#### TASK INSTRUCTIONS
Print each of the following entries again, line for line, with no changes.

───── SUPPLIED DATA ─────

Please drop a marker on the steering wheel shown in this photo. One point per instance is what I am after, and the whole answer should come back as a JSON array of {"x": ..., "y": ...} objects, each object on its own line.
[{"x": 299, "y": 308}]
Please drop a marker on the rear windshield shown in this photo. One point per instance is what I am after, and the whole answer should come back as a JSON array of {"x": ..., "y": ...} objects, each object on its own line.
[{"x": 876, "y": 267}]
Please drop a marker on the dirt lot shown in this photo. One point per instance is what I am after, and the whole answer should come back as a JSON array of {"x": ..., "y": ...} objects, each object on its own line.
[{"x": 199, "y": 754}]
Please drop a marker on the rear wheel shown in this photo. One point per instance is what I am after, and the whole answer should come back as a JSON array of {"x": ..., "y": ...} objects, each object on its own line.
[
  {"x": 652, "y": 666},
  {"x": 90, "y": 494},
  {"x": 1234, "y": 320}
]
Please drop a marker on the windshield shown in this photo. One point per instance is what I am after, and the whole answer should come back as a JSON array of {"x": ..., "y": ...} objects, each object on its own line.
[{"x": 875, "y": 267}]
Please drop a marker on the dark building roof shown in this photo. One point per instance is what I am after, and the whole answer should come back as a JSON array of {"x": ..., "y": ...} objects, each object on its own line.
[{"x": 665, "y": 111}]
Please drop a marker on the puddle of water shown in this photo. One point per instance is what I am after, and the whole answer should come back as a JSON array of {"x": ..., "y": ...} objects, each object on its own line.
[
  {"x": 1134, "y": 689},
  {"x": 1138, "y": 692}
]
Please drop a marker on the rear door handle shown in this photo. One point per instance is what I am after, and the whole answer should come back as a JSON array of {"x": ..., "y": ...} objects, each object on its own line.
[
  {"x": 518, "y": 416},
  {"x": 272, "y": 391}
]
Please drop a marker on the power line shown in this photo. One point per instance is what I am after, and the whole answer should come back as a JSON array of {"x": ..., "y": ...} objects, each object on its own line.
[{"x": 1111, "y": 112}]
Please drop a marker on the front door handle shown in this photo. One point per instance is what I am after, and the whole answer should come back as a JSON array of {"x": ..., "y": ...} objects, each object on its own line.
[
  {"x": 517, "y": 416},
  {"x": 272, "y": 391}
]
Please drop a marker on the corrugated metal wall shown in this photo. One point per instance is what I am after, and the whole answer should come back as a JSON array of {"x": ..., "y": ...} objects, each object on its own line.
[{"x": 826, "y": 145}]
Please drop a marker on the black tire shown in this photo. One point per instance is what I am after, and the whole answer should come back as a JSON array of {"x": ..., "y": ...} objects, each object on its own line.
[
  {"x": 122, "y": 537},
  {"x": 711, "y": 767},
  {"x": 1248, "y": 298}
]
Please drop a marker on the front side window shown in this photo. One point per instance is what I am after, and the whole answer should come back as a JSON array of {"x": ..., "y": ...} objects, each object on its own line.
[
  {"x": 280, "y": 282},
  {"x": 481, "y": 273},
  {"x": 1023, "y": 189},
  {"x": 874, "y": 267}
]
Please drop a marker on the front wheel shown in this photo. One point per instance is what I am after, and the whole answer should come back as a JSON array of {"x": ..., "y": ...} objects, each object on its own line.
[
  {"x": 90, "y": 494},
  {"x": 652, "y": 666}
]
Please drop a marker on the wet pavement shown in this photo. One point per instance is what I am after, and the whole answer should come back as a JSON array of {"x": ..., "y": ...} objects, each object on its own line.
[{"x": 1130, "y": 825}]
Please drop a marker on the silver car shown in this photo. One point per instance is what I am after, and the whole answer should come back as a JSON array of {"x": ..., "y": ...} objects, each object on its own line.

─────

#### COMPLETED EXERCISE
Please drop a marker on the steering wheel shown in this photo. One point per instance is what I am after, and the whole answer should come back as a JSON array of {"x": ..., "y": ...} objects, each object on its own line.
[{"x": 299, "y": 308}]
Please drop a marker on the rear windshield shown in this photo. One point per instance is what I am after, and the whole answer should come back as a JSON array of {"x": ..., "y": ...} objects, each object on its own line.
[{"x": 876, "y": 267}]
Please drop a marker on the dirt lot shown in this photo. One point per instance is what I am after, and the whole answer should come back as a JSON array of {"x": ..., "y": ...} objects, each object on its own line.
[{"x": 199, "y": 754}]
Please drop a marker on the rear wheel shown in this photo. One point per instance is what I am after, and the whole answer should come back as a JSON array of {"x": ..., "y": ...} objects, each object on its own line.
[
  {"x": 652, "y": 666},
  {"x": 90, "y": 494},
  {"x": 1234, "y": 320}
]
Please drop a marker on the windshield shown in this photo. One point per instance is what I am after, and the whole answer should come back as a JSON array of {"x": ..., "y": ...} objects, each object on its own line.
[{"x": 875, "y": 267}]
Please drop a marker on the dark building roof shown in this photo. One point per instance is what I am after, and the whole answer should come back as a JSON array of {"x": ..., "y": ...} objects, each object on its own line.
[{"x": 665, "y": 111}]
Please drop a marker on the puddle of water shown in this photo. One point per instance is what I am after, and the whole answer should come back as a JSON array of {"x": ..., "y": ...} objects, each object on its own line.
[
  {"x": 1134, "y": 689},
  {"x": 1138, "y": 692}
]
Please drop a marker on the rear door handle shown in this photo. One point per instance is what I am after, and the whole answer should come back as a JSON array of {"x": ..., "y": ...} objects, each object on its own line.
[
  {"x": 518, "y": 416},
  {"x": 272, "y": 391}
]
Please drop a marker on the power line shown in this photo. One point per instance is what I am after, and the whole answer should come back as a JSON array of {"x": ..., "y": ...} objects, each object on its own line.
[{"x": 1111, "y": 112}]
Please drop a marker on the front door handle shown in this photo. One point per instance is what I am after, and the whole answer should come back as a JSON array of {"x": ..., "y": ...} objects, each object on its own line.
[
  {"x": 517, "y": 416},
  {"x": 272, "y": 391}
]
Please drop a marker on the corrugated metal wall shown in this photo. One point per instance is what I am after, and the whole answer should come back as a JSON array of {"x": ..., "y": ...} objects, each object on its own line.
[{"x": 826, "y": 145}]
Please drop a marker on the black tire shown in this photo. One point per instance is what I am after, and the whole answer should come back as a JSON array of {"x": ..., "y": ...} objects, each object on its own line.
[
  {"x": 122, "y": 537},
  {"x": 711, "y": 767},
  {"x": 1248, "y": 298}
]
Please drop a marker on the front side window shown in this photo. One point per instance is what I am after, and the whole answer should come back as a JSON array of {"x": ..., "y": ...} objects, each object on its own line.
[
  {"x": 280, "y": 282},
  {"x": 481, "y": 273},
  {"x": 1023, "y": 189},
  {"x": 874, "y": 267}
]
Please drop a marker on the front wheel shown in this photo. One point per instance is what I am after, and the whole answer should come back as a JSON array of {"x": ..., "y": ...} objects, each object on its own line.
[
  {"x": 90, "y": 494},
  {"x": 652, "y": 666}
]
Please drop a marker on the wet pavement shown in this photo. One point per instance is what I am after, and the whole answer should come back as a JSON array of {"x": ..., "y": ...} objects, each object on its own line.
[{"x": 1130, "y": 825}]
Please drop a marker on the silver car shown in this photo. One point per instance is what I am after, and the whole answer should come back as a JSON array of {"x": ..., "y": ...} objects, each object on its own line.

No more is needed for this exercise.